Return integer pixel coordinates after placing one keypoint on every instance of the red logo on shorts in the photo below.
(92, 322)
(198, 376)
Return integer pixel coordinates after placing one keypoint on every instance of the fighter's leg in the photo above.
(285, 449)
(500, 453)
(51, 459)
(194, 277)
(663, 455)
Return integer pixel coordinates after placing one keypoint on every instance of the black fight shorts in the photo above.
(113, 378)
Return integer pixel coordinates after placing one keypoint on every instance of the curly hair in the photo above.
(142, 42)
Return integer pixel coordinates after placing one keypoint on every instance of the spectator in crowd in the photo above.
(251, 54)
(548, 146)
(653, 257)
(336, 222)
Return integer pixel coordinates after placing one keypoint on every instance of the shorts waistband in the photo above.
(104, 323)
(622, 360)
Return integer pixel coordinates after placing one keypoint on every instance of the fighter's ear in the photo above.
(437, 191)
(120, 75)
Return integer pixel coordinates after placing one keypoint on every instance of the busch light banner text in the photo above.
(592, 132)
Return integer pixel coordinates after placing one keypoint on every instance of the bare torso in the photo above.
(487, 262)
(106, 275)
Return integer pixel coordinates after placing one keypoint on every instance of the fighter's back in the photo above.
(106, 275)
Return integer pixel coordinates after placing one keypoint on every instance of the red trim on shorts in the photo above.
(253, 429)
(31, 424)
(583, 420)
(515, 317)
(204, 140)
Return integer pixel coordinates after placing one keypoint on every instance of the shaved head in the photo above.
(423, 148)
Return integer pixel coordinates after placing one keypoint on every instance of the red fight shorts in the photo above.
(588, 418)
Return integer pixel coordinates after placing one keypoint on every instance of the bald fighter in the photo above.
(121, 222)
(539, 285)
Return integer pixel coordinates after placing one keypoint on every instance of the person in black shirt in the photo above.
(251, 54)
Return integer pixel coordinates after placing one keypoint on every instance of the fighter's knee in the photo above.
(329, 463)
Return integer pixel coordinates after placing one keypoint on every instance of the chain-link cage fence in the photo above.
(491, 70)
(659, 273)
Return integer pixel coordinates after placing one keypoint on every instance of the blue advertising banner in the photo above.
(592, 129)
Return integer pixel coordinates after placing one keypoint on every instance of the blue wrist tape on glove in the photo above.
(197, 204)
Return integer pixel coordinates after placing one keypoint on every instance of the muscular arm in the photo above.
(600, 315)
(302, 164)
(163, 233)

PROBLEM TO SOLVE:
What is wanted is an exact repeat of the lines from the one with "back in the photo above." through the last line of the listing above, and no other text.

SOLUTION FOR THIS PROBLEM:
Return integer pixel coordinates after placing one keypoint on every instance of the fighter's back in the photo above.
(106, 275)
Return integer pixel coordinates after placing one keypoint on every instance of the red trim on shorts in the photo above.
(253, 429)
(31, 424)
(583, 420)
(515, 317)
(204, 140)
Return integer pixel coordinates after placing one keypoint on every instance of the shaved head in the photo above.
(423, 148)
Return integer pixel coordinates after placing one keypoint on every instance of the red fight shorts in the photo above.
(588, 418)
Return integer pixel coordinates after placing one keypoint on every instance of the bald fighter in the photo above.
(121, 222)
(539, 285)
Return integer pixel coordinates after placing one keypoint on every instance of the person in black shirt in the photo above.
(251, 54)
Return integer pixel coordinates after placing one keypoint on every instance of the fighter's knee in the photo above.
(329, 463)
Return integer pixel coordinates after placing one keypoint on every instance of the chain-link cage fence in the photo above.
(491, 70)
(659, 273)
Return integer pixel coordinates after placing one keypoint on every instance of the blue advertising banner in the photo above.
(592, 129)
Return integer pixel coordinates after placing one keypoint on every instance of the blue wrist tape on glove in the photo above.
(197, 204)
Return integer pixel coordinates after placing one keypoint on every instance of the muscular arm in the photo above.
(600, 315)
(302, 164)
(163, 233)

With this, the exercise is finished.